── Material for the task ──

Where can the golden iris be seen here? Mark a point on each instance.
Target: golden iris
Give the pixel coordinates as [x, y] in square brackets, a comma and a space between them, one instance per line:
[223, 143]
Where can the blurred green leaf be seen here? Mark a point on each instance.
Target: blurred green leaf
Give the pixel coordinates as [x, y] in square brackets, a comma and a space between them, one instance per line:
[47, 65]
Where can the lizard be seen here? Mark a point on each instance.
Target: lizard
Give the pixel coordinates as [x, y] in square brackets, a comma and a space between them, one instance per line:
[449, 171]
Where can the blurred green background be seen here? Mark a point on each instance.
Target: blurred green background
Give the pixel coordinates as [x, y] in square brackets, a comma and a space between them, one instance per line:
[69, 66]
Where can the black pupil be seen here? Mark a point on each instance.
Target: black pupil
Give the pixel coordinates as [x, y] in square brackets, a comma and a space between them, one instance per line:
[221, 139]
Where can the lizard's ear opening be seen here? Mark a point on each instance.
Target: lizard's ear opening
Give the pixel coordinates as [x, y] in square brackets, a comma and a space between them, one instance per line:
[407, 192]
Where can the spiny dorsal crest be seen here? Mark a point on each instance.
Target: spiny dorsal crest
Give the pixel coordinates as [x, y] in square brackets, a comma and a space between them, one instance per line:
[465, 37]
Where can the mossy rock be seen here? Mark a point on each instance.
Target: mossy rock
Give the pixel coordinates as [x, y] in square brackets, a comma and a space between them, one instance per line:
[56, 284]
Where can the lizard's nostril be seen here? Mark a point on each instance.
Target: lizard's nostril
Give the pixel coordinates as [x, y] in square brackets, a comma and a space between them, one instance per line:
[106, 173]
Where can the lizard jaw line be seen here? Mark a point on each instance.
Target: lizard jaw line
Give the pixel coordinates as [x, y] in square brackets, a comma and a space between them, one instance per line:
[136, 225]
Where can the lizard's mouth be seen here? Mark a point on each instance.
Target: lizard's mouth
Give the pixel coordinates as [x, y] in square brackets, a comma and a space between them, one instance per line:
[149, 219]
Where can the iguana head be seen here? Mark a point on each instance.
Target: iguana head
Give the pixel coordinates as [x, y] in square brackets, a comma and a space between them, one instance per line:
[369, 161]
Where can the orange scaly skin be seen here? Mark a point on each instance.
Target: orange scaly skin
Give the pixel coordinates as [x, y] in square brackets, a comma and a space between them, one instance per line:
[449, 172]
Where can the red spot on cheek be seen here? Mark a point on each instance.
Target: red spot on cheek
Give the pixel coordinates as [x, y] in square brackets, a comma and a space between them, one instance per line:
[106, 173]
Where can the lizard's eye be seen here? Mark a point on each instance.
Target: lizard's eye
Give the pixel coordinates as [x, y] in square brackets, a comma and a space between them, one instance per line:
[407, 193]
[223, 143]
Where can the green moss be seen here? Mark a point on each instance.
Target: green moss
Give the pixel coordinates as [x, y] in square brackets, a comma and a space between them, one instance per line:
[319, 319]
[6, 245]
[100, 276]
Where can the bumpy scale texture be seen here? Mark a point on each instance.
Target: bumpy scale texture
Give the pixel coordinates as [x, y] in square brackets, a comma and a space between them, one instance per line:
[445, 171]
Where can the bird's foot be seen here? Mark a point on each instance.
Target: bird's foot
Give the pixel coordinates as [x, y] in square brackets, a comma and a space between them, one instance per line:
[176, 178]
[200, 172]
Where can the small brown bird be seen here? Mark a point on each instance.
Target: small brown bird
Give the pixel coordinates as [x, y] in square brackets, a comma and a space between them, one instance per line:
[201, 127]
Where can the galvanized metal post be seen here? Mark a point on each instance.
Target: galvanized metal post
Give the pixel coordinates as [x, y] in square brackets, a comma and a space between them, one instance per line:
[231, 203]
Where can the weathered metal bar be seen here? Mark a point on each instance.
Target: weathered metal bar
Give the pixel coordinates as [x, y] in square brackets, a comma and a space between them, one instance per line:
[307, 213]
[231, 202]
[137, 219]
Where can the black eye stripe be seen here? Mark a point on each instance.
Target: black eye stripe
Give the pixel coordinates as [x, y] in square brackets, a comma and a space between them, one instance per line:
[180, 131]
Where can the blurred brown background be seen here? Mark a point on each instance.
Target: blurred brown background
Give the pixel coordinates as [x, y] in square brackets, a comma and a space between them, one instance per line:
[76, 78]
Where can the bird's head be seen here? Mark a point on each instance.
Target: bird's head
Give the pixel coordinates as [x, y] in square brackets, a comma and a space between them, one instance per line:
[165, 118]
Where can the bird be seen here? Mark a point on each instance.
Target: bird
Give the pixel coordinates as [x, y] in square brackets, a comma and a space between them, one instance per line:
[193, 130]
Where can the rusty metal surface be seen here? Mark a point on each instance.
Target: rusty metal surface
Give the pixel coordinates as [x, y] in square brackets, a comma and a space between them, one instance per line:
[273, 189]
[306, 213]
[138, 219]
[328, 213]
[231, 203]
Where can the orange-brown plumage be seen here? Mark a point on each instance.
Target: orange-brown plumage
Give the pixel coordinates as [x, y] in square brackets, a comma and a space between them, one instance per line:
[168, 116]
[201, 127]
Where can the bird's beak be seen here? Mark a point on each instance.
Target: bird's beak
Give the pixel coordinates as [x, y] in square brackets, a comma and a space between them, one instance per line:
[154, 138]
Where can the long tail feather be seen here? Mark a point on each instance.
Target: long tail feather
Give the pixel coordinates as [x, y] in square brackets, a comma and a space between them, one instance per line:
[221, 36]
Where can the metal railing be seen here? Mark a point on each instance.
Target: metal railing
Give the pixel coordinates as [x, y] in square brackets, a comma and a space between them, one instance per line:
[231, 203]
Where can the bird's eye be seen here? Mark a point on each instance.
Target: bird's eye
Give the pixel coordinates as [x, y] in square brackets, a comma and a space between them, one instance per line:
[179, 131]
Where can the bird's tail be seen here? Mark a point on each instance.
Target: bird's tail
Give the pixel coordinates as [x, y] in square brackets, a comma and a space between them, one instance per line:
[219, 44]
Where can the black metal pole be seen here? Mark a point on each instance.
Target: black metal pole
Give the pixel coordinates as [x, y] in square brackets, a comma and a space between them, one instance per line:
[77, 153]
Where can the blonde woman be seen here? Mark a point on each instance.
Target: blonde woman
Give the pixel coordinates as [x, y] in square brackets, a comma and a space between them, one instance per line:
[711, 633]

───

=== Job ===
Recopy the entries above exactly, with every line included.

=== Final answer ===
Where can the golden iris be seen here? Mark a point on each instance.
Target: golden iris
Give the pixel coordinates as [x, y] in square brackets, a comma and a space between them, one instance per line:
[223, 143]
Where can the blurred green leaf be seen here? Mark a point on each instance.
Target: blurred green leaf
Give the pixel coordinates as [x, y] in square brackets, a comma and a space between them, one instance per line:
[47, 65]
Where can the lizard be seen here? Mark a point on each instance.
Target: lizard
Give the pixel coordinates as [x, y] in square brackets, a comma and a space between them, one instance per line:
[449, 171]
Where can the blurred green background be seen here? Mark a point on each instance.
Target: blurred green background
Give the pixel coordinates as [x, y] in square brackets, a comma and a space between them, one instance per line:
[69, 66]
Where can the black pupil be seen here? Mark a point on each instance.
Target: black pupil
Give the pixel coordinates as [x, y] in square brackets, a comma and a space between them, one instance per line:
[221, 139]
Where can the lizard's ear opening be seen here? Mark a point on each instance.
Target: lizard's ear opening
Give the pixel coordinates as [x, y] in square brackets, a comma and a space between them, one instance per line:
[407, 192]
Where can the spiny dorsal crest be seen here? Mark a point on each instance.
Target: spiny dorsal crest
Give the pixel coordinates as [x, y] in square brackets, a comma and a space between them, one instance per line:
[465, 37]
Where can the mossy rock be seen here? Mark a point on each instance.
Target: mossy rock
Give the pixel coordinates as [x, y] in square brackets, a comma and a space between them, one instance per line:
[56, 284]
Where can the lizard's nostril be seen here? Mark a point on each instance.
Target: lizard's nostril
Give the pixel coordinates as [x, y] in square brackets, a comma and a space between them, one instance per line:
[106, 173]
Where can the lizard jaw line be seen here? Mark a point on each instance.
Target: lizard jaw line
Give the pixel coordinates as [x, y] in square brackets, a comma and a space between them, one instance per line:
[136, 225]
Where can the lizard's mouth be seen here? Mark a point on each instance.
Target: lizard's mouth
Give the pixel coordinates as [x, y] in square brackets, a comma and a space between them, one instance per line:
[149, 219]
Where can the iguana head be seen here? Mark a point on each instance.
Target: iguana head
Give the pixel coordinates as [x, y] in square brackets, a comma and a space between them, one instance per line:
[369, 161]
Where can the orange scaly skin be seen here? Mark a point on each instance.
Target: orange scaly skin
Give the pixel coordinates as [x, y] in square brackets, a comma and a space between them, one instance per line:
[449, 172]
Where can the red spot on cheek be seen here? Mark a point on each instance.
Target: red spot on cheek
Give the pixel coordinates as [x, y] in square brackets, a comma and a space between them, one instance per line:
[106, 173]
Where can the lizard's eye be seen here? Mark a point on each instance.
Target: lizard's eye
Give the pixel coordinates as [x, y] in square brackets, a comma and a space between them, one instance per line:
[407, 193]
[223, 143]
Where can the green moss be seen here? Mark a point on each instance.
Target: green moss
Give the pixel coordinates as [x, y] in square brackets, a comma and a space between them, one instance per line:
[319, 319]
[6, 245]
[100, 276]
Where can the bumpy scale texture be seen here? Mark a point on each instance.
Target: bumpy scale texture
Give the pixel coordinates as [x, y] in square brackets, a comma and a space between them, one instance per line:
[445, 171]
Where can the bird's foot be seen here? Mark a point on each instance.
Target: bird's foot
Give the pixel coordinates as [x, y] in square brackets, a comma and a space between them, one instance per line:
[176, 178]
[200, 172]
Where can the small brown bird be seen here? Mark a point on each instance.
Target: small brown bird
Give the pixel coordinates as [x, y] in square brackets, a comma and a space between them, one instance per line:
[201, 127]
Where can the galvanized metal post be seen here? Mark a point on each instance.
Target: galvanized metal post
Give the pixel coordinates as [x, y] in square brackets, a comma and a space between them, one instance per line:
[231, 203]
Where can the weathered metal bar be seen here? Mark a point on each instance.
Target: weathered metal bar
Give the pixel coordinates as [x, y] in square brackets, a comma and a space between them, one instance per line:
[307, 213]
[231, 202]
[137, 219]
Where can the black eye stripe be seen here? Mark a point on each instance.
Target: black eye stripe
Give the pixel coordinates as [x, y] in square brackets, a comma and a space between them, one instance per line:
[180, 131]
Where can the blurred brown background be seen here? Mark a point on each instance.
Target: blurred brown background
Give the pixel coordinates as [x, y] in square brackets, a comma and a space between them, one instance per line:
[76, 78]
Where can the bird's head be seen here? Mark a point on each instance.
Target: bird's head
Give the pixel coordinates as [x, y] in square brackets, a comma and a space between them, one instance per line:
[165, 118]
Where can the bird be seen here? Mark a point on each instance.
Target: bird
Give the pixel coordinates as [x, y] in square brackets, a comma and a space between them, one instance per line:
[193, 130]
Where can the rusty metal surface be seen here? Mark a point on each instance.
Target: rusty metal surface
Give the pixel coordinates as [x, y] in square brackets, a comma and a space between them, one instance per line:
[273, 189]
[306, 213]
[138, 219]
[328, 213]
[231, 203]
Where can the orange-brown plumage be seen here? Mark a point on each instance.
Target: orange-brown plumage
Give the pixel coordinates as [x, y] in square brackets, a comma and a space between them, one instance per line:
[168, 116]
[201, 127]
Where can the bird's beak be seen here? Mark a point on each instance.
Target: bird's beak
Give the pixel coordinates as [x, y] in square brackets, a comma and a space between them, one instance per line:
[154, 138]
Where can the long tail feather be seen here? Mark a point on each instance.
Target: long tail feather
Give the pixel coordinates as [x, y] in square brackets, a comma and a space between them, one instance per line:
[221, 36]
Where can the metal railing be seen here? Mark a point on each instance.
Target: metal railing
Give the pixel coordinates as [x, y] in square brackets, a comma and a space between them, one instance per line:
[231, 203]
Where can the bird's eye be seen here? Mark a point on each instance.
Target: bird's eye
Give the pixel coordinates as [x, y] in square brackets, a comma and a space between them, one instance per line:
[179, 131]
Where can the bird's tail be seen here? Mark a point on each instance.
Target: bird's tail
Give the pixel coordinates as [x, y] in square brackets, a comma and a space between them, one instance per line:
[219, 44]
Where can the black metal pole be seen here? Mark a point on each instance.
Target: black metal pole
Give the pixel coordinates as [x, y] in square brackets, a comma and a space between them, one instance per line:
[77, 153]
Where can the blonde woman be seen here? Mark a point on each instance.
Target: blonde woman
Give the pixel coordinates as [x, y] in square brackets, a comma and a space between them, one instance per line:
[711, 633]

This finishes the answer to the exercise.